#### Problem requirements:
Rescale the lines from the one that contains "Isolate chrome faucet in the image above." through the one that contains "[166,854,446,1020]", writing out every line in that span and nothing else, text lines included. Multiply each bounding-box coordinate by 2.4 and round it to a whole number, with halves rounded up.
▶
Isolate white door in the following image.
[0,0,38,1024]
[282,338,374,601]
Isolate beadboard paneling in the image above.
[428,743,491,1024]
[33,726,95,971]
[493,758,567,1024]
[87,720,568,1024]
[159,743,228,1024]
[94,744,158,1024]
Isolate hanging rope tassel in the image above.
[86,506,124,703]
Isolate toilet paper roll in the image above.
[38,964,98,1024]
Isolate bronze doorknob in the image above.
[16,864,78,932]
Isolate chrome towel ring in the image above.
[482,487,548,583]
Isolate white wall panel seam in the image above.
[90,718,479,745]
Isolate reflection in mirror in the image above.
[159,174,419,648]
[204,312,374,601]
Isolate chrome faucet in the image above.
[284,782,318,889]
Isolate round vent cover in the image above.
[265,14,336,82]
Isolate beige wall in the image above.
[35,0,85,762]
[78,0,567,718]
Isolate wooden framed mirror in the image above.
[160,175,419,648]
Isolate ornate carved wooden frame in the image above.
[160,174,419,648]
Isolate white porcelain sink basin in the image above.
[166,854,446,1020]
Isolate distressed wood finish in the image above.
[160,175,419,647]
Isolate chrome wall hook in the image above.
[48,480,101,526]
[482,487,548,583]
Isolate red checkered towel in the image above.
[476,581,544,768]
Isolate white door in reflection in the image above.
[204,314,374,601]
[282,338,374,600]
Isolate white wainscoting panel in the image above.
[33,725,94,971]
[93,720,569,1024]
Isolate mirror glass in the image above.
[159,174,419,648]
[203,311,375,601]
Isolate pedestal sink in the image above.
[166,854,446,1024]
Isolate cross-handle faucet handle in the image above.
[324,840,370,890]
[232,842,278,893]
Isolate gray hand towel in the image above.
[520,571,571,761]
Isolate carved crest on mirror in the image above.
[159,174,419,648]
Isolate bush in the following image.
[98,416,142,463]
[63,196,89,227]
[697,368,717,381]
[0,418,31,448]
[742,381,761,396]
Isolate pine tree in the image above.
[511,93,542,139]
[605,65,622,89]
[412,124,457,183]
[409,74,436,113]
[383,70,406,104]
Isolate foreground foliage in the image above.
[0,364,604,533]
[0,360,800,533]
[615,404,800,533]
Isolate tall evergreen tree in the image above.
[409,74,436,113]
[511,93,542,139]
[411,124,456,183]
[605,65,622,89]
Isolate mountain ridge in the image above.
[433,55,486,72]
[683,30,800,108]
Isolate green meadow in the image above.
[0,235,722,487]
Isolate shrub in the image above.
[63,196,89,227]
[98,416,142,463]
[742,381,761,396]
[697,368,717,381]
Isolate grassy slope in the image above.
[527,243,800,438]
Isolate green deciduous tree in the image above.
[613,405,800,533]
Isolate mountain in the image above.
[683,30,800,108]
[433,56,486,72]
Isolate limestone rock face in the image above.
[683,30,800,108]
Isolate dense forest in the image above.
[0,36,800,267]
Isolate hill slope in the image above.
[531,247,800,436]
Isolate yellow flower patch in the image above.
◀
#### Complete output:
Isolate chrome faucet in the image above.
[682,1877,763,2134]
Isolate round vent cover in the image above.
[636,34,806,197]
Isolate beige wall in the image above.
[84,0,204,1829]
[187,0,1361,1723]
Isolate wooden framed mirror in the image above.
[384,420,1006,1555]
Isolate ornate carved wooden frame in the image above.
[384,418,1006,1555]
Isolate white porcelain sink basin in the image above.
[398,2050,1070,2448]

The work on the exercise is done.